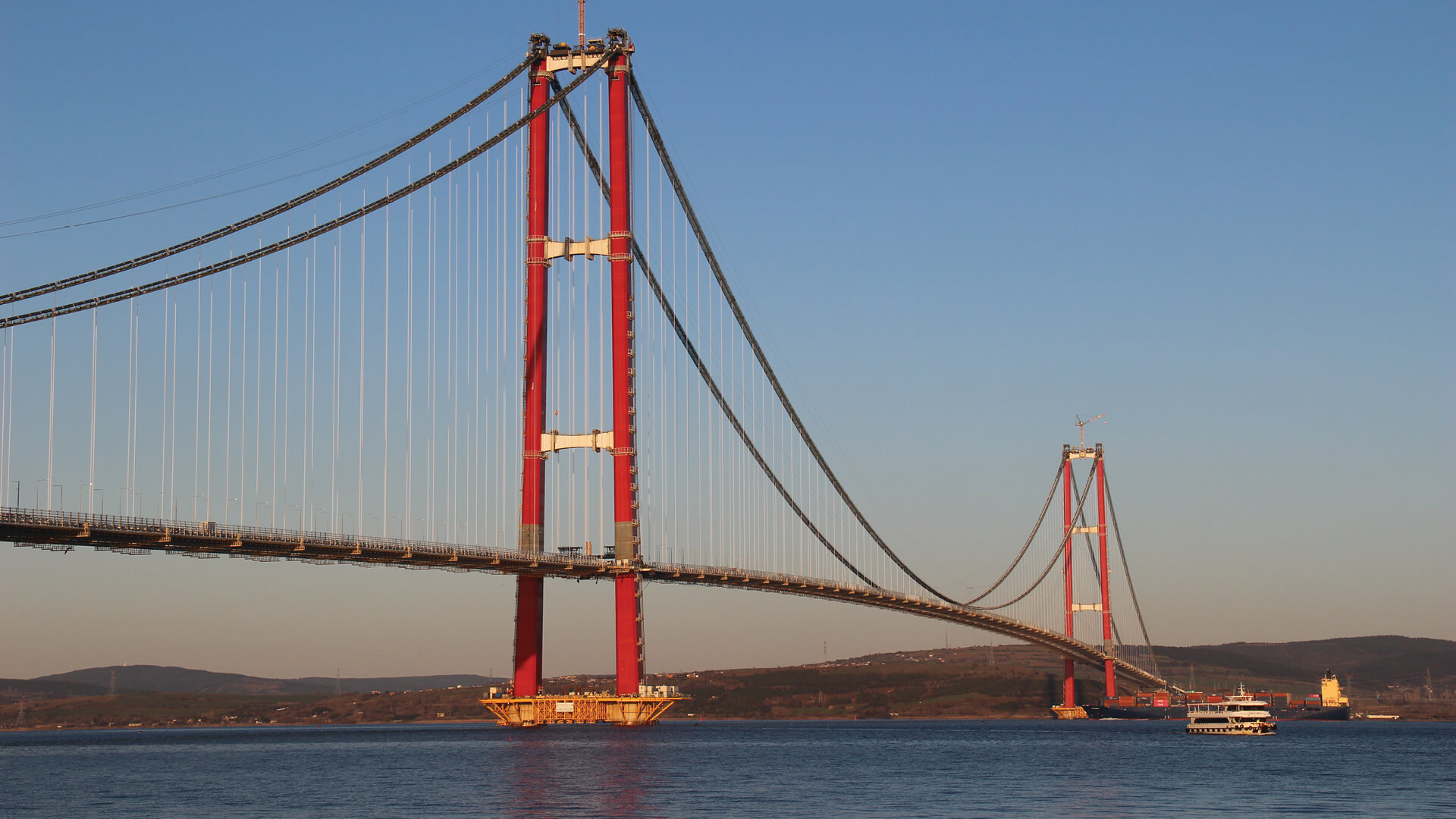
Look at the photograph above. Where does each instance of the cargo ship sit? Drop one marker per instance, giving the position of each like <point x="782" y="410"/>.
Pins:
<point x="1329" y="704"/>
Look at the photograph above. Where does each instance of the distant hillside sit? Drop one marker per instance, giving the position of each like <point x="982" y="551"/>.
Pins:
<point x="1367" y="664"/>
<point x="194" y="681"/>
<point x="14" y="689"/>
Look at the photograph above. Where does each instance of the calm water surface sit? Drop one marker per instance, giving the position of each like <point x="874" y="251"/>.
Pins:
<point x="726" y="770"/>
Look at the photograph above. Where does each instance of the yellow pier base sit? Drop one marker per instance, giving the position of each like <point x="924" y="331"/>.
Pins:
<point x="579" y="710"/>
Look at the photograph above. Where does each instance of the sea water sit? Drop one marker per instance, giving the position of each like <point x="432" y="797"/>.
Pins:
<point x="734" y="768"/>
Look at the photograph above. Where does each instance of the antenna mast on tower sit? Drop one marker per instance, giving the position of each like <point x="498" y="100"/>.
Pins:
<point x="1082" y="425"/>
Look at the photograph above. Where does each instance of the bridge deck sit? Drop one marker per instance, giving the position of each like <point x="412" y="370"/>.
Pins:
<point x="140" y="535"/>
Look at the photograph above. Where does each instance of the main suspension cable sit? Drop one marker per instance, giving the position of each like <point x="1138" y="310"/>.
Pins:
<point x="313" y="232"/>
<point x="1128" y="572"/>
<point x="753" y="340"/>
<point x="696" y="359"/>
<point x="273" y="212"/>
<point x="1066" y="541"/>
<point x="1056" y="482"/>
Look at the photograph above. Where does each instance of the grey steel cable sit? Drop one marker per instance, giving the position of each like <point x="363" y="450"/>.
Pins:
<point x="1027" y="545"/>
<point x="1066" y="541"/>
<point x="312" y="232"/>
<point x="1128" y="572"/>
<point x="273" y="212"/>
<point x="692" y="352"/>
<point x="753" y="341"/>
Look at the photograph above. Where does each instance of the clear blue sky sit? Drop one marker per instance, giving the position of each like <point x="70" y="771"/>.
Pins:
<point x="1228" y="226"/>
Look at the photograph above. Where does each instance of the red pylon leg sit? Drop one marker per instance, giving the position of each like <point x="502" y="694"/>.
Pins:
<point x="529" y="613"/>
<point x="1109" y="667"/>
<point x="1069" y="695"/>
<point x="529" y="610"/>
<point x="623" y="373"/>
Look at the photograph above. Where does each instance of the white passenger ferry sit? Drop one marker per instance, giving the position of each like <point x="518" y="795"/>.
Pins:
<point x="1238" y="714"/>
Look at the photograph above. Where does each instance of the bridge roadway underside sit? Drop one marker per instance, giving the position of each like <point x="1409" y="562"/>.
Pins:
<point x="61" y="531"/>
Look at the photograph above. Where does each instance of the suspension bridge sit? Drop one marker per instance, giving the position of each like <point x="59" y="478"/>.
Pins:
<point x="513" y="353"/>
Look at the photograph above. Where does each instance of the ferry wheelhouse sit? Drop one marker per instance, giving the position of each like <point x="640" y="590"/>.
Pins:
<point x="1239" y="714"/>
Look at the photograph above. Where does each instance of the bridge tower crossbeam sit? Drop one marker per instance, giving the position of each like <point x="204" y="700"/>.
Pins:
<point x="538" y="444"/>
<point x="1071" y="529"/>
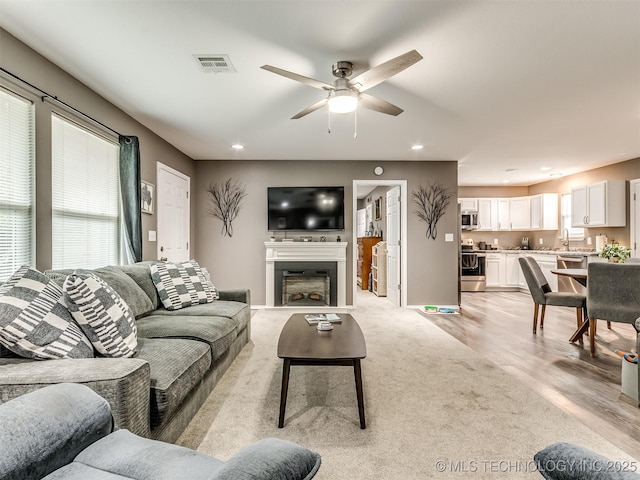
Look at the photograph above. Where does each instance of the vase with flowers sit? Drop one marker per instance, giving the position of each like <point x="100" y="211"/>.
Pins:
<point x="615" y="253"/>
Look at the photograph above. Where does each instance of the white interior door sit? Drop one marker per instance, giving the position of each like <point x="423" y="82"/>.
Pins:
<point x="173" y="210"/>
<point x="393" y="245"/>
<point x="634" y="200"/>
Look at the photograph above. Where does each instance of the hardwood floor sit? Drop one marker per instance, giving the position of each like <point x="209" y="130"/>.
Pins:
<point x="499" y="325"/>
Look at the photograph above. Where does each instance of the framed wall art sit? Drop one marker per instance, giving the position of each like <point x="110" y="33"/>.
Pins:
<point x="147" y="194"/>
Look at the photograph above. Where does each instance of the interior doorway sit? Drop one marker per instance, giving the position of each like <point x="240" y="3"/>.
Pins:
<point x="634" y="209"/>
<point x="173" y="226"/>
<point x="399" y="234"/>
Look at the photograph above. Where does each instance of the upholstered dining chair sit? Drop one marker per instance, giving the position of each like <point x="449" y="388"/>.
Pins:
<point x="543" y="295"/>
<point x="613" y="294"/>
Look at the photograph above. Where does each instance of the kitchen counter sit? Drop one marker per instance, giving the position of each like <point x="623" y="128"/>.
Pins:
<point x="540" y="252"/>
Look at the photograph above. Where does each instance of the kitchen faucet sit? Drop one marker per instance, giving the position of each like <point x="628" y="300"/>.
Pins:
<point x="565" y="239"/>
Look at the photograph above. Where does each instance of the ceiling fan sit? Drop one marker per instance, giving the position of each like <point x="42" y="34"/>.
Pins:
<point x="345" y="94"/>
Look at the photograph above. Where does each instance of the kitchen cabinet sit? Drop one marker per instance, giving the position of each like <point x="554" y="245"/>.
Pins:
<point x="379" y="269"/>
<point x="600" y="204"/>
<point x="494" y="269"/>
<point x="514" y="213"/>
<point x="487" y="214"/>
<point x="468" y="204"/>
<point x="544" y="211"/>
<point x="365" y="245"/>
<point x="513" y="273"/>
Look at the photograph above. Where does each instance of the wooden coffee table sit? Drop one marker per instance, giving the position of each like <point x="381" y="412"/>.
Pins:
<point x="301" y="344"/>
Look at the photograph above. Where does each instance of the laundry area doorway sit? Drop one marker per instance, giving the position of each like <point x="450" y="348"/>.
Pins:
<point x="380" y="217"/>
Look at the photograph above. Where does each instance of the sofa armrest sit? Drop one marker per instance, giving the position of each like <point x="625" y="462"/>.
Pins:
<point x="271" y="459"/>
<point x="45" y="429"/>
<point x="236" y="295"/>
<point x="124" y="382"/>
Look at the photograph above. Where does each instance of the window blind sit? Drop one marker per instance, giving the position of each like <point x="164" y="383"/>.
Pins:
<point x="85" y="197"/>
<point x="17" y="167"/>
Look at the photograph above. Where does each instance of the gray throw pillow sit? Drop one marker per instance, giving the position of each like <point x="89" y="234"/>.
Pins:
<point x="209" y="284"/>
<point x="180" y="285"/>
<point x="102" y="314"/>
<point x="34" y="323"/>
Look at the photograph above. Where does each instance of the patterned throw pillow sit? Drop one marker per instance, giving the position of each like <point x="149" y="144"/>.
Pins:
<point x="102" y="314"/>
<point x="34" y="323"/>
<point x="180" y="285"/>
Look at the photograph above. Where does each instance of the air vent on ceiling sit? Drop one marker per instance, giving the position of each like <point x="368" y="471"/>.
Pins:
<point x="215" y="63"/>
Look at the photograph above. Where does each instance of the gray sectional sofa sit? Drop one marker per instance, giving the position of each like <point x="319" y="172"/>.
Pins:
<point x="78" y="443"/>
<point x="180" y="357"/>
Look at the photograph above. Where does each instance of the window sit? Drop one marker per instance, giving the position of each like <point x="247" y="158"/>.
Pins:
<point x="17" y="164"/>
<point x="575" y="233"/>
<point x="85" y="197"/>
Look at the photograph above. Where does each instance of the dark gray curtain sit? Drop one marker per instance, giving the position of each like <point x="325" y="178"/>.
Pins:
<point x="130" y="188"/>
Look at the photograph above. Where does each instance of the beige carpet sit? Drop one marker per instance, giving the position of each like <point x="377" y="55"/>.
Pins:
<point x="428" y="399"/>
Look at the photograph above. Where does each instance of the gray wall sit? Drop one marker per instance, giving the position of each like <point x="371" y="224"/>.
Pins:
<point x="239" y="261"/>
<point x="22" y="61"/>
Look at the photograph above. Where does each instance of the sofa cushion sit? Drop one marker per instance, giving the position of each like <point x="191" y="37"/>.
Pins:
<point x="127" y="287"/>
<point x="176" y="366"/>
<point x="239" y="312"/>
<point x="34" y="323"/>
<point x="180" y="285"/>
<point x="141" y="275"/>
<point x="41" y="433"/>
<point x="101" y="313"/>
<point x="217" y="332"/>
<point x="130" y="456"/>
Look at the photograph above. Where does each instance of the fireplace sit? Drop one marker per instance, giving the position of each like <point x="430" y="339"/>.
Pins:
<point x="305" y="284"/>
<point x="304" y="257"/>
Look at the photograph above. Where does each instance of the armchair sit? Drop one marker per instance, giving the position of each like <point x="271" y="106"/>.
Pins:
<point x="613" y="294"/>
<point x="543" y="295"/>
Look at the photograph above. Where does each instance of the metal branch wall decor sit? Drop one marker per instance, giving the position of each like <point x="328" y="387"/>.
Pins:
<point x="226" y="199"/>
<point x="431" y="203"/>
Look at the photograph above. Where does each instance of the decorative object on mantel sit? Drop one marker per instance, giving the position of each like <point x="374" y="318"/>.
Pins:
<point x="146" y="197"/>
<point x="431" y="203"/>
<point x="226" y="199"/>
<point x="615" y="253"/>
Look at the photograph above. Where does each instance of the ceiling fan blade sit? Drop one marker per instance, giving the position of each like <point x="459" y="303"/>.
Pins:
<point x="299" y="78"/>
<point x="310" y="109"/>
<point x="379" y="74"/>
<point x="379" y="105"/>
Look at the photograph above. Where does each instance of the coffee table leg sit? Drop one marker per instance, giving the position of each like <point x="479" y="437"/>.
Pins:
<point x="283" y="392"/>
<point x="358" y="374"/>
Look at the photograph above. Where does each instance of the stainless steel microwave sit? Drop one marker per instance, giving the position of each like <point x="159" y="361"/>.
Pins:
<point x="469" y="220"/>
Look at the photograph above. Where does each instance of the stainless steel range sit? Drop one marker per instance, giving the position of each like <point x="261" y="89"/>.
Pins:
<point x="472" y="270"/>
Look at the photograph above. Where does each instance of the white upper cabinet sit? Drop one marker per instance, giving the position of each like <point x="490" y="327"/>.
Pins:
<point x="468" y="204"/>
<point x="544" y="211"/>
<point x="487" y="214"/>
<point x="600" y="204"/>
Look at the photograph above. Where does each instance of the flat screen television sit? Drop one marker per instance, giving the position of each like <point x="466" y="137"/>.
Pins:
<point x="305" y="208"/>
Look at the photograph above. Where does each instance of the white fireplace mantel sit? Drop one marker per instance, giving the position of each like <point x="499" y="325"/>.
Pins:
<point x="307" y="252"/>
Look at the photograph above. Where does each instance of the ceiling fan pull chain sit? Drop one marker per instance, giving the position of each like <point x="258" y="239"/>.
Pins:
<point x="355" y="124"/>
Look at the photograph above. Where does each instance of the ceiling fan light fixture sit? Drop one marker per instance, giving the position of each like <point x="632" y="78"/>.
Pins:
<point x="343" y="101"/>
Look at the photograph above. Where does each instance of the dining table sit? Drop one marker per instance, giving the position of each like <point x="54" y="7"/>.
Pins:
<point x="580" y="276"/>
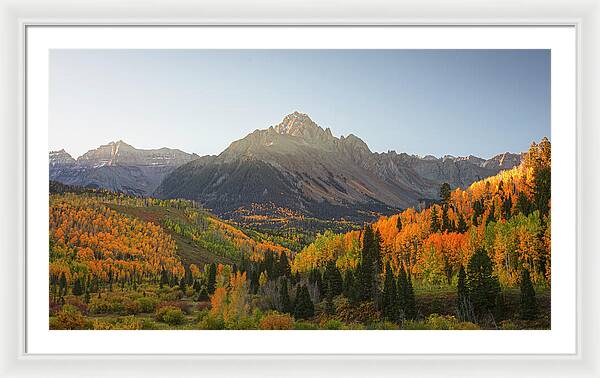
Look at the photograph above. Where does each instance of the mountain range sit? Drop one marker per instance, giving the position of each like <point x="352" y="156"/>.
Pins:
<point x="117" y="166"/>
<point x="295" y="165"/>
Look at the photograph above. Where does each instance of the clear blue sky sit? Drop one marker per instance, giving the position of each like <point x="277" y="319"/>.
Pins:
<point x="438" y="102"/>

- _SHORT TASK_: Write out exactly the lines beginning with the line that holds "of the dining" and ending with the final line of the data, both ends included, without the pictures.

- _COMPLETED TASK_:
Look at the photograph above. Where does each instance of the dining table sit? Drop one marker per instance, giving the position of each like <point x="54" y="7"/>.
Pins:
<point x="580" y="276"/>
Look at the photograph above. Where does each instance of the mountain range sit? Drop one marker per instance, giving the position of each like <point x="352" y="156"/>.
Pins:
<point x="117" y="166"/>
<point x="295" y="165"/>
Look at the photograph above. Where does each instance of the clear blue sky sit? Drop one marker per instance, giving the position of each like <point x="277" y="319"/>.
Pins:
<point x="438" y="102"/>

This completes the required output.